# Entries start

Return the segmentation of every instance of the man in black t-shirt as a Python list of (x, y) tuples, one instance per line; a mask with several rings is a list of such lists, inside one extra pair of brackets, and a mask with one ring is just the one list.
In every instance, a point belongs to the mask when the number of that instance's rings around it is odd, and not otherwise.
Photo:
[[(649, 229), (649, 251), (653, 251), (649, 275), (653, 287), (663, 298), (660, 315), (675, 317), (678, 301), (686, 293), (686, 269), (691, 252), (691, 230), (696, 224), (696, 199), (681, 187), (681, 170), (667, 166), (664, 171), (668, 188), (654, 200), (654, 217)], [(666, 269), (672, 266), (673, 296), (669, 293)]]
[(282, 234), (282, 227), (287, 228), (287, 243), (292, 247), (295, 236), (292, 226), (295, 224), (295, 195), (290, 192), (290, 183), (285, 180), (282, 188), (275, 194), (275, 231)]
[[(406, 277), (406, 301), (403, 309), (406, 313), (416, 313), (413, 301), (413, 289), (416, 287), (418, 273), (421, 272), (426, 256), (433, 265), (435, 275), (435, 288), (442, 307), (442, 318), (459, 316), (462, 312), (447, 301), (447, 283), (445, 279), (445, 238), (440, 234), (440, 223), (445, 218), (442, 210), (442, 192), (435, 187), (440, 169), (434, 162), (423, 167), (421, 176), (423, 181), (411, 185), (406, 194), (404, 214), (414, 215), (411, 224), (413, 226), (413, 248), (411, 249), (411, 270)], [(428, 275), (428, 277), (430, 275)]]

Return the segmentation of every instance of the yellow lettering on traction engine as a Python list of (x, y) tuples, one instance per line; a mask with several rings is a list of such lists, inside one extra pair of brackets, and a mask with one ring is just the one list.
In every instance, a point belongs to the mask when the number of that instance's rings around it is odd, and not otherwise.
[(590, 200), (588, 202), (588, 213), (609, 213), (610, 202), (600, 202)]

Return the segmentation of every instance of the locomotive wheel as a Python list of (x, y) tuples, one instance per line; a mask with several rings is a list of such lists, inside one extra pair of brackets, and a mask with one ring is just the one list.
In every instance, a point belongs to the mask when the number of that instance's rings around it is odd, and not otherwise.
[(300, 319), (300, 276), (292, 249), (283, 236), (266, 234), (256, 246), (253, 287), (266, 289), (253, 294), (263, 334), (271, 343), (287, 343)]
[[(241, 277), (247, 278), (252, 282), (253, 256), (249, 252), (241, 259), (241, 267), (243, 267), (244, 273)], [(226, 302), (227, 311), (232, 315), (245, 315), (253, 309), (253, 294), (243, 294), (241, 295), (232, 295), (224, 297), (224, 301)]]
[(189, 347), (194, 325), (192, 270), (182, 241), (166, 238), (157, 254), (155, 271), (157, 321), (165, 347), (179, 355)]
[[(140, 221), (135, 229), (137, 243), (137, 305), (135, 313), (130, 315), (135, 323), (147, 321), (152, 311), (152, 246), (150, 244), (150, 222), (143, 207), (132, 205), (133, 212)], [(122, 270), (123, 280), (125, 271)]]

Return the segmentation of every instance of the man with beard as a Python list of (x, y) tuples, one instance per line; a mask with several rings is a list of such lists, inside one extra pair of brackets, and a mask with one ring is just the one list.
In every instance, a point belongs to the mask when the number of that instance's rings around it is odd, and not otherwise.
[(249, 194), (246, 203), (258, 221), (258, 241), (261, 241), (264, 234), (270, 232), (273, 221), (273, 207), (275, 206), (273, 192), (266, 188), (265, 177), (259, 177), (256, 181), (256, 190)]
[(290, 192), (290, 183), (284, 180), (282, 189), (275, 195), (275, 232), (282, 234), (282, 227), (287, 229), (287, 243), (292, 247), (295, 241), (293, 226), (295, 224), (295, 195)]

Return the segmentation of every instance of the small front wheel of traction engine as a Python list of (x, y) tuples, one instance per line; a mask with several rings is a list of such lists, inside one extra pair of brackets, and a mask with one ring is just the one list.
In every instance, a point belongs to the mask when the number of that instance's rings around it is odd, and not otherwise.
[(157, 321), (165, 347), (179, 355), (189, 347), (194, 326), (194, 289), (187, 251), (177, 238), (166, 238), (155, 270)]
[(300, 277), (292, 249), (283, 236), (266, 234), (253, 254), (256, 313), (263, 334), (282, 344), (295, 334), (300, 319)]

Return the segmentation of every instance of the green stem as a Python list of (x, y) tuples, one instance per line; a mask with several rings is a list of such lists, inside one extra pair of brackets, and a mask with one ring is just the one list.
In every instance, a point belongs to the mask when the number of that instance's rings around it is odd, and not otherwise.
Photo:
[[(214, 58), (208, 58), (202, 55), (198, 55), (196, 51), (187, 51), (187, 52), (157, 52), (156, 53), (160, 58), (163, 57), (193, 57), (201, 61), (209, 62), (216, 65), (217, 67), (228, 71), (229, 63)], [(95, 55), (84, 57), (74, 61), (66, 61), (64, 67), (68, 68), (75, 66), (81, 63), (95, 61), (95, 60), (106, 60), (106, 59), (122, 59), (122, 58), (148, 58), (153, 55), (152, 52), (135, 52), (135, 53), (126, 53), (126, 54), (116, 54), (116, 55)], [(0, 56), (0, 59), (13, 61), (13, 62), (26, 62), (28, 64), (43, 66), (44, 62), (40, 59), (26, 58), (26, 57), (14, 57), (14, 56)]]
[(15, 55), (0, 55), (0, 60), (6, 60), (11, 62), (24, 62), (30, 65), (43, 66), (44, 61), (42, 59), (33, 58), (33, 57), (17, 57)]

# Entries end

**Problem to solve**. Copy every line above, word for word and with nothing changed.

**Task answer**.
Return the segmentation of every instance of the man in black t-shirt as a Python list of (x, y) tuples, one instance per line; a mask with several rings is a list of such lists, inside one extra pair of brackets, and a mask with one ring is just the one list.
In every instance, a point belongs to the mask when the number of that instance's rings around it is odd, and not otherwise.
Photo:
[[(649, 229), (649, 251), (653, 251), (649, 275), (653, 287), (663, 298), (660, 315), (675, 317), (678, 301), (686, 293), (686, 269), (691, 252), (691, 230), (696, 224), (696, 199), (681, 187), (681, 170), (667, 166), (664, 171), (668, 188), (654, 200), (654, 217)], [(666, 269), (672, 266), (673, 296), (669, 293)]]
[(282, 234), (282, 227), (287, 228), (287, 243), (292, 247), (295, 236), (292, 226), (295, 224), (295, 195), (290, 192), (290, 183), (285, 180), (282, 188), (275, 194), (275, 231)]
[[(406, 277), (406, 301), (403, 309), (406, 313), (416, 313), (413, 301), (413, 289), (416, 287), (418, 273), (421, 272), (426, 256), (433, 265), (435, 275), (435, 288), (442, 307), (442, 318), (459, 316), (462, 312), (447, 301), (447, 283), (445, 279), (445, 238), (440, 234), (440, 223), (445, 218), (442, 210), (442, 192), (435, 187), (440, 169), (434, 162), (423, 167), (421, 176), (423, 181), (411, 185), (406, 194), (404, 214), (414, 215), (411, 224), (413, 226), (413, 248), (411, 249), (411, 270)], [(428, 275), (428, 277), (430, 275)]]

Return the segmentation of every instance of the yellow lettering on traction engine as a Python list of (x, y) tuples, one instance per line; a mask with several rings is a list of such lists, inside one extra pair of brackets, and a mask with one ring is just the one list.
In every instance, a point belongs to the mask when the number of that instance's rings around it is odd, and not otherwise.
[(590, 200), (588, 202), (588, 213), (609, 213), (610, 202), (600, 202)]

Return the segmentation of every instance of the locomotive wheel as a Python list of (x, y) tuples, one instance per line; a mask with several rings is a list of such lists, inside one extra pair of brackets, and a mask with one ring is just the one list.
In every instance, a point belongs to the mask when the number of that instance's rings around it is odd, and not otherwise.
[(300, 319), (300, 276), (292, 249), (283, 236), (266, 234), (256, 246), (253, 287), (266, 289), (253, 294), (263, 334), (271, 343), (287, 343)]
[[(241, 277), (247, 278), (252, 282), (253, 256), (249, 252), (241, 259), (241, 267), (243, 267), (244, 273)], [(226, 302), (227, 311), (232, 315), (245, 315), (253, 309), (253, 294), (243, 294), (241, 295), (232, 295), (224, 297), (224, 301)]]
[(189, 347), (194, 325), (192, 270), (182, 241), (166, 238), (157, 254), (155, 271), (157, 321), (165, 347), (179, 355)]
[[(140, 221), (135, 229), (137, 243), (137, 305), (135, 313), (130, 315), (135, 323), (147, 321), (152, 311), (152, 246), (150, 244), (150, 222), (143, 207), (132, 205), (133, 212)], [(122, 270), (123, 280), (125, 271)]]

Return the segmentation of every instance of the man with beard as a Python list of (x, y) tuples, one instance per line; a mask with several rings is a list of such lists, inside one extra pair of brackets, and a mask with one ring is just the one list.
In every instance, a point belongs to the mask when the number of that instance's rings around it is odd, and not otherwise.
[(249, 194), (246, 203), (258, 221), (258, 241), (261, 241), (264, 234), (270, 232), (273, 221), (273, 207), (275, 206), (273, 192), (266, 188), (265, 177), (259, 177), (256, 181), (256, 190)]
[(290, 192), (290, 183), (284, 180), (282, 189), (275, 195), (275, 232), (282, 234), (282, 227), (287, 229), (287, 243), (292, 247), (295, 241), (293, 226), (295, 224), (295, 195)]

Return the segmentation of every instance of the small front wheel of traction engine as a Python list of (x, y) tuples, one instance per line; a mask with several rings is a list of such lists, inside one extra pair of brackets, and a mask with one ring is just the one list.
In every instance, a point belongs to the mask when the number of that instance's rings around it is odd, and not otherwise.
[(157, 321), (165, 347), (179, 355), (189, 347), (194, 326), (194, 289), (187, 251), (177, 238), (166, 238), (155, 270)]
[(300, 277), (292, 249), (283, 236), (266, 234), (253, 254), (256, 313), (263, 334), (282, 344), (295, 334), (300, 319)]

Return the segmentation of every instance of the green stem as a Python list of (x, y) tuples, one instance per line; a mask with several rings is a list of such lists, inside one extra pair of brackets, and a mask with one ring is just the one list.
In every instance, a point belongs to the mask when the number of that instance's rings around it is odd, and not otherwise.
Photo:
[[(214, 58), (208, 58), (202, 55), (198, 55), (196, 51), (187, 51), (187, 52), (157, 52), (156, 53), (160, 58), (163, 57), (193, 57), (201, 61), (209, 62), (216, 65), (217, 67), (228, 71), (229, 63)], [(95, 55), (84, 57), (74, 61), (66, 61), (64, 67), (68, 68), (75, 66), (81, 63), (95, 61), (95, 60), (106, 60), (106, 59), (122, 59), (122, 58), (148, 58), (153, 55), (152, 52), (135, 52), (135, 53), (126, 53), (126, 54), (116, 54), (116, 55)], [(0, 56), (0, 59), (13, 61), (13, 62), (26, 62), (28, 64), (43, 66), (44, 62), (40, 59), (26, 58), (26, 57), (14, 57), (14, 56)]]
[(15, 55), (0, 55), (0, 60), (6, 60), (11, 62), (24, 62), (30, 65), (43, 66), (44, 61), (42, 59), (33, 58), (33, 57), (17, 57)]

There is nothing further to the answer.